_Passage shown_:
☆ ☆ ☆ ☆

What, can the Devil speak true?


There are times when riding in a bus can be like overhearing the goings-on in a Confessional Booth; I am not a Catholic, I hasten to add, but I’ve seen enough movies about Confessionals to feel I should have been. It’s not the priest’s advice for redemption that intrigues me as much as the similarity of what is being confessed to what I am forced to unload on the dog.

In my experience, confessions are not common on city buses; maybe there’s not enough time between stops; maybe there’s a fear that not everybody in adjacent seats are strangers; maybe there’s a justified fear that even strangers listen. And judge…

Me, I’m always open to a confession, especially if it doesn’t require moving my ears too close to the confessor, or having to adjust my hat. Sometimes, though, if the confession booth is in the seat ahead, it is easy enough to lean forward inconspicuously as if merely rummaging through the backpack I’ve cleverly positioned on my lap. Of course, it helps if the pitch of the penitent’s voice is in sync with the way I’ve tuned my hearing aids to eliminate the noise of the bus.

☆ ☆ ☆ ☆

_Prompt A_:
Please summarize the passage in two sentences.

_Dataset excerpts_:
☆ ☆ ☆ ☆

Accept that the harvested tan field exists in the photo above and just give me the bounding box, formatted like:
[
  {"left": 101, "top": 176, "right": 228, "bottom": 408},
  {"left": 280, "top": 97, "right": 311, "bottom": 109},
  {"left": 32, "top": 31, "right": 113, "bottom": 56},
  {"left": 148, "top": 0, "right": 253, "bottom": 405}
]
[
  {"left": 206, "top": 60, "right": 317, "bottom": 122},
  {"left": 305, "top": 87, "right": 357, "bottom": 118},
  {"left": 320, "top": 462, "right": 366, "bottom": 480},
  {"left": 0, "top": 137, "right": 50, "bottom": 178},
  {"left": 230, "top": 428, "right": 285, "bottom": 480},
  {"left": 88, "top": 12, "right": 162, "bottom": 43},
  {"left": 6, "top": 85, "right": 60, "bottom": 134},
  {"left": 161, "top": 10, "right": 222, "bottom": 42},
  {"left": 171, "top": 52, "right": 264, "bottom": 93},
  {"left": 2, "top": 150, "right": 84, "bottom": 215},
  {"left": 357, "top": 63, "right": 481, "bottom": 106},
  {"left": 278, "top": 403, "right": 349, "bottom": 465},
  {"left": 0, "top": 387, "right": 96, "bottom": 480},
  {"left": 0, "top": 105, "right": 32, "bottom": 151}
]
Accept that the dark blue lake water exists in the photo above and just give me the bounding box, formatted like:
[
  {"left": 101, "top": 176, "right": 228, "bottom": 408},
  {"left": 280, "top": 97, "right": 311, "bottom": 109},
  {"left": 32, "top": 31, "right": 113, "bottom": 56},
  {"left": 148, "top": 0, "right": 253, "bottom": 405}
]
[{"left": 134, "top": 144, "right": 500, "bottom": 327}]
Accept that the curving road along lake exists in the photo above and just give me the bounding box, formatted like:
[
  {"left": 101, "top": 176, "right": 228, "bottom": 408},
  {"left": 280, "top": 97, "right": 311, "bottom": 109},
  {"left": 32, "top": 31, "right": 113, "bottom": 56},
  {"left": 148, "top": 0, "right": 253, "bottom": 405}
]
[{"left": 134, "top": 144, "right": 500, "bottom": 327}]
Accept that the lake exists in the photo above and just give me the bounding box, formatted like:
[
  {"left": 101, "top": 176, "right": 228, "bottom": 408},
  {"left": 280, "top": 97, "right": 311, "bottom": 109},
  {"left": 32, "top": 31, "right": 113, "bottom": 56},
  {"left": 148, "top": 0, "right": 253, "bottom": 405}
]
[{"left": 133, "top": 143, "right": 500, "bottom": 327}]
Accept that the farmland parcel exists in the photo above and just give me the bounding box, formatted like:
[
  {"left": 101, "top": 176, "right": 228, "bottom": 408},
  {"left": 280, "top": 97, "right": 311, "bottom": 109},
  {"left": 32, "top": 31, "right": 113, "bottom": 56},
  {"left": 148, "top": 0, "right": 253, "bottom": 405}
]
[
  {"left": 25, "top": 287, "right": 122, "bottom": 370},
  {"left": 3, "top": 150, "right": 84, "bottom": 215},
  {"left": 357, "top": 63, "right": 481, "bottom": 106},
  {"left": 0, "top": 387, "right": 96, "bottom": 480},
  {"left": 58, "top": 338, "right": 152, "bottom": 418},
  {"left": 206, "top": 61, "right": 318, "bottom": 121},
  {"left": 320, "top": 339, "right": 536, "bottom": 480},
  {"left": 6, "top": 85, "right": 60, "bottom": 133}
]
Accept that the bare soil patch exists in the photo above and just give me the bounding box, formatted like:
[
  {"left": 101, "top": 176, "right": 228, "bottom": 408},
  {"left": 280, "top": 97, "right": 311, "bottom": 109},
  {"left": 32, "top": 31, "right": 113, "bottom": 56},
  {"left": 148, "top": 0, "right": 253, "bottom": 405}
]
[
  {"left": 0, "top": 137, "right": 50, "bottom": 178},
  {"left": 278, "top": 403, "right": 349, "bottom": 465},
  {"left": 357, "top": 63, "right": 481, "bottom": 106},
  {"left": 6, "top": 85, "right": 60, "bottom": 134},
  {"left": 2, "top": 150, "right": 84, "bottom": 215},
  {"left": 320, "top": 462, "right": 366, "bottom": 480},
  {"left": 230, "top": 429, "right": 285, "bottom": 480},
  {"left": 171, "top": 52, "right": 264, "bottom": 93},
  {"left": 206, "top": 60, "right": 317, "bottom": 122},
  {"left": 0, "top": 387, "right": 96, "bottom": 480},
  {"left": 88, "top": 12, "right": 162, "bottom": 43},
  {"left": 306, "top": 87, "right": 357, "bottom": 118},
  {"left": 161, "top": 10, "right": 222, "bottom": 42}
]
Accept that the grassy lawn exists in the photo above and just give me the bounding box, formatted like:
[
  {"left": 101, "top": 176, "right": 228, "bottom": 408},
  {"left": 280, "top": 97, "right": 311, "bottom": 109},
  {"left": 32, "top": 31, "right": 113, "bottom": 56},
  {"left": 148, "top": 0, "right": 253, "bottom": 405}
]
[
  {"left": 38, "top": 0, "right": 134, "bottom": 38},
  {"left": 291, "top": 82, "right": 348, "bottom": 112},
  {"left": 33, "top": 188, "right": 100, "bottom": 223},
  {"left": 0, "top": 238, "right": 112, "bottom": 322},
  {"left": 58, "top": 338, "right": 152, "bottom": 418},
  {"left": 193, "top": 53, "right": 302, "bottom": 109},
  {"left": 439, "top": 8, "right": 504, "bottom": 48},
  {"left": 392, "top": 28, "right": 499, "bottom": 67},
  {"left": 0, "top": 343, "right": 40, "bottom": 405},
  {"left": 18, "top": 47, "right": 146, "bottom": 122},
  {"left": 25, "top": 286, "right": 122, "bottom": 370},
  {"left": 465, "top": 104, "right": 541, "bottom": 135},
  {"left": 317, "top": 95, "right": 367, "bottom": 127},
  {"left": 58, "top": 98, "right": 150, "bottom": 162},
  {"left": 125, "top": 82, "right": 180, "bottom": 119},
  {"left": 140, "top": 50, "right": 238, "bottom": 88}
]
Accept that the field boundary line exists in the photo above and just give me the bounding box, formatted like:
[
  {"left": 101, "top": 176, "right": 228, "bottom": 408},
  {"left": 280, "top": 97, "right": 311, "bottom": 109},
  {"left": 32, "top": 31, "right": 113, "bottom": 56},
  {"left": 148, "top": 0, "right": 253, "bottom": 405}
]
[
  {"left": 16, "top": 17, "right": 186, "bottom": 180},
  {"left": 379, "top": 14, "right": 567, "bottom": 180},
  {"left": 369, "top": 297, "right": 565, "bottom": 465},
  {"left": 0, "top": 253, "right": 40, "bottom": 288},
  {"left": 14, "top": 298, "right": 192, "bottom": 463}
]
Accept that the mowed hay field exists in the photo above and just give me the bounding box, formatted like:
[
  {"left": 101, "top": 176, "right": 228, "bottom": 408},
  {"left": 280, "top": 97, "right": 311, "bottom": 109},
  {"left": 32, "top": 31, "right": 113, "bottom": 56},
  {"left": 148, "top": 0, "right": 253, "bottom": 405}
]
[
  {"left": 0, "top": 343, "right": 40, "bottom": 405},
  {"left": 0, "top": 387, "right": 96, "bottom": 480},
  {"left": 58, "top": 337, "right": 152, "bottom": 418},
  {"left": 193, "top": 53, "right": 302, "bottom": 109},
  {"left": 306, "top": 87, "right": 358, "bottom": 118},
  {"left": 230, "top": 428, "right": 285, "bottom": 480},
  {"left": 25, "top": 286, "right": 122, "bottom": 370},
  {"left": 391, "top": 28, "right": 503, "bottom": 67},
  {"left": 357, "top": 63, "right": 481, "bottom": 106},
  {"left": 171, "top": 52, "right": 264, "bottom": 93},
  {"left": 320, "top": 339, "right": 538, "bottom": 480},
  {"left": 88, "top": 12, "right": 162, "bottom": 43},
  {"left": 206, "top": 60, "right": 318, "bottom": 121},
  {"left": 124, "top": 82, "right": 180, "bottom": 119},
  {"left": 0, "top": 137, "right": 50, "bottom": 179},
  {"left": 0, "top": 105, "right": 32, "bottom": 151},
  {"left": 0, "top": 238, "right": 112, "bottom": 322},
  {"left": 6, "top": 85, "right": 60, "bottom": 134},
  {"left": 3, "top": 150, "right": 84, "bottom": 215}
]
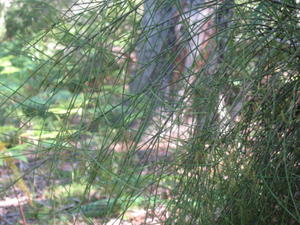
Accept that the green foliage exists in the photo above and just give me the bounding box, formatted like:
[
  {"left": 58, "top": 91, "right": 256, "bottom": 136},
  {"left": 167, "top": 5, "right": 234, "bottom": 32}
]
[{"left": 0, "top": 0, "right": 300, "bottom": 225}]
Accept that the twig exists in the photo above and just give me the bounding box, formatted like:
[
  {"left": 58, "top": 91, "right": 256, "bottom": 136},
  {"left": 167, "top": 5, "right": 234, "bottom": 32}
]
[{"left": 13, "top": 186, "right": 27, "bottom": 225}]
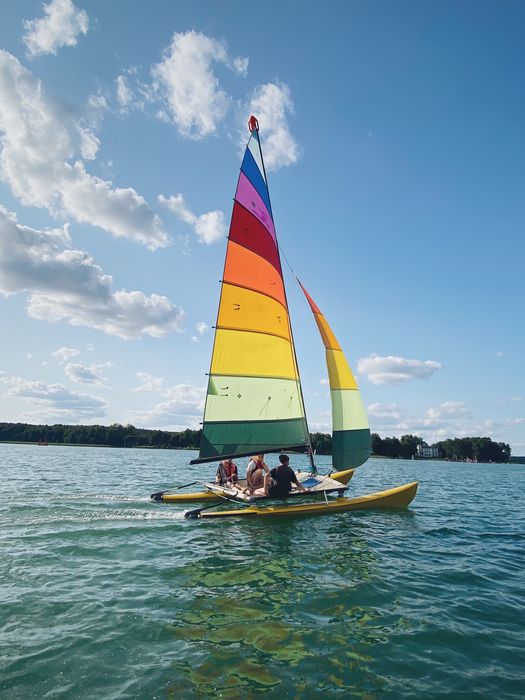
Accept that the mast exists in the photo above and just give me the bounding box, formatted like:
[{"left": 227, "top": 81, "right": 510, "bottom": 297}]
[
  {"left": 191, "top": 117, "right": 311, "bottom": 464},
  {"left": 248, "top": 115, "right": 317, "bottom": 474}
]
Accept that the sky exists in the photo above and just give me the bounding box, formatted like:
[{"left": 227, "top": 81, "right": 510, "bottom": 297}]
[{"left": 0, "top": 0, "right": 525, "bottom": 455}]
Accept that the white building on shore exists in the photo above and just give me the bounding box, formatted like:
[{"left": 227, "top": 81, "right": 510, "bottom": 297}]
[{"left": 417, "top": 445, "right": 439, "bottom": 459}]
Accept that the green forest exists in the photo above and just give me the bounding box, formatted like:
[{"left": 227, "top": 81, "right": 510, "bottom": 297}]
[{"left": 0, "top": 423, "right": 511, "bottom": 462}]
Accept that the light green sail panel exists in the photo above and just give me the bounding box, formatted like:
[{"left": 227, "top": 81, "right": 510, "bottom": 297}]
[{"left": 204, "top": 375, "right": 304, "bottom": 422}]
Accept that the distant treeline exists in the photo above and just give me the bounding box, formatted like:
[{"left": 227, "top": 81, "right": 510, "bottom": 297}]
[
  {"left": 0, "top": 423, "right": 510, "bottom": 462},
  {"left": 372, "top": 433, "right": 510, "bottom": 462},
  {"left": 0, "top": 423, "right": 202, "bottom": 450}
]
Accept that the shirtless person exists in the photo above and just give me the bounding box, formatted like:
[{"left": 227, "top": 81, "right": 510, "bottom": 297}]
[
  {"left": 264, "top": 455, "right": 308, "bottom": 498},
  {"left": 246, "top": 455, "right": 270, "bottom": 495}
]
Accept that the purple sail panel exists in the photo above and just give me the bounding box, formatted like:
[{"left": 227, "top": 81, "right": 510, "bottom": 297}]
[{"left": 235, "top": 172, "right": 277, "bottom": 243}]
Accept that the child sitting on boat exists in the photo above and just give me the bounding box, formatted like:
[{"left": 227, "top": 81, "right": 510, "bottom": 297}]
[
  {"left": 215, "top": 459, "right": 242, "bottom": 491},
  {"left": 246, "top": 455, "right": 270, "bottom": 494},
  {"left": 264, "top": 455, "right": 308, "bottom": 498}
]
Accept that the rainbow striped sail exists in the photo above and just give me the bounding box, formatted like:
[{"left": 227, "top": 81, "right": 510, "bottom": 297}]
[
  {"left": 298, "top": 280, "right": 371, "bottom": 469},
  {"left": 192, "top": 117, "right": 310, "bottom": 464}
]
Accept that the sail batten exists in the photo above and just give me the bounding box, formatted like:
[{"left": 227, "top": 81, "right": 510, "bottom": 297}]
[
  {"left": 192, "top": 123, "right": 310, "bottom": 463},
  {"left": 297, "top": 280, "right": 371, "bottom": 469}
]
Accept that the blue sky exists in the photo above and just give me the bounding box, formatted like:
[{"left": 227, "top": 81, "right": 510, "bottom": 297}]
[{"left": 0, "top": 0, "right": 525, "bottom": 454}]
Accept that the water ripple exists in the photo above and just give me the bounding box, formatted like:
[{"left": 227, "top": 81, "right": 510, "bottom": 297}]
[{"left": 0, "top": 445, "right": 525, "bottom": 700}]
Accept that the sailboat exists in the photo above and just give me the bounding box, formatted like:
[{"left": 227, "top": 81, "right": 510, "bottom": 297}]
[{"left": 151, "top": 116, "right": 417, "bottom": 517}]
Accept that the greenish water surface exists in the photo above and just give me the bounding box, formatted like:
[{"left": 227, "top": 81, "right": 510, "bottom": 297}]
[{"left": 0, "top": 445, "right": 525, "bottom": 700}]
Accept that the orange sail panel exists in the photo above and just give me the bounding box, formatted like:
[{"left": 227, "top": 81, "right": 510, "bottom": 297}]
[
  {"left": 298, "top": 280, "right": 371, "bottom": 469},
  {"left": 193, "top": 128, "right": 310, "bottom": 463}
]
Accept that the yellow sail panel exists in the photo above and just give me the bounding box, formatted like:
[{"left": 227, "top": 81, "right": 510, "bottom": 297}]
[
  {"left": 326, "top": 349, "right": 357, "bottom": 389},
  {"left": 210, "top": 328, "right": 297, "bottom": 379},
  {"left": 217, "top": 283, "right": 290, "bottom": 340},
  {"left": 330, "top": 389, "right": 368, "bottom": 430},
  {"left": 314, "top": 314, "right": 341, "bottom": 350},
  {"left": 204, "top": 375, "right": 304, "bottom": 422}
]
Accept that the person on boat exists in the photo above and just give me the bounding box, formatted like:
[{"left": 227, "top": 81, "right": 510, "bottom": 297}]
[
  {"left": 215, "top": 459, "right": 242, "bottom": 490},
  {"left": 264, "top": 455, "right": 308, "bottom": 498},
  {"left": 246, "top": 455, "right": 270, "bottom": 494}
]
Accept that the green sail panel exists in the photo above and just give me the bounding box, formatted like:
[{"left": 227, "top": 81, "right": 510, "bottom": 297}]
[
  {"left": 192, "top": 120, "right": 310, "bottom": 463},
  {"left": 199, "top": 418, "right": 307, "bottom": 463}
]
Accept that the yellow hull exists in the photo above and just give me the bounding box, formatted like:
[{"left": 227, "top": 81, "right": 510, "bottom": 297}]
[
  {"left": 198, "top": 482, "right": 419, "bottom": 518},
  {"left": 155, "top": 469, "right": 355, "bottom": 503}
]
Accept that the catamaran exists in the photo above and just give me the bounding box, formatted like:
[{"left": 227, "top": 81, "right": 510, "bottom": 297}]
[{"left": 151, "top": 116, "right": 417, "bottom": 517}]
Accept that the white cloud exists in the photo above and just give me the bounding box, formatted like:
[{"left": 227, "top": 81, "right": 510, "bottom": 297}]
[
  {"left": 79, "top": 127, "right": 100, "bottom": 160},
  {"left": 232, "top": 56, "right": 250, "bottom": 78},
  {"left": 130, "top": 384, "right": 206, "bottom": 430},
  {"left": 367, "top": 403, "right": 401, "bottom": 419},
  {"left": 24, "top": 0, "right": 89, "bottom": 56},
  {"left": 157, "top": 194, "right": 227, "bottom": 245},
  {"left": 152, "top": 31, "right": 248, "bottom": 139},
  {"left": 0, "top": 377, "right": 107, "bottom": 422},
  {"left": 242, "top": 83, "right": 299, "bottom": 170},
  {"left": 0, "top": 50, "right": 170, "bottom": 250},
  {"left": 132, "top": 372, "right": 164, "bottom": 391},
  {"left": 64, "top": 362, "right": 111, "bottom": 386},
  {"left": 357, "top": 353, "right": 442, "bottom": 384},
  {"left": 427, "top": 401, "right": 467, "bottom": 421},
  {"left": 115, "top": 75, "right": 133, "bottom": 109},
  {"left": 52, "top": 346, "right": 80, "bottom": 365},
  {"left": 0, "top": 206, "right": 184, "bottom": 338}
]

☆ ☆ ☆ ☆

_Prompt B_:
Count the lines in the entries that contain the string "lake". Give only the number.

_Task result A_:
Riding a bus can feel like overhearing confessions in a Confessional Booth, though such confessions are uncommon on city buses, perhaps for lack of time between stops or for fear that listeners will overhear and judge. The narrator is always open to hearing one, leaning forward from the seat behind as if rummaging in a backpack, and is helped when the speaker's voice suits hearing aids tuned to cut out the bus noise.

_Task result B_:
3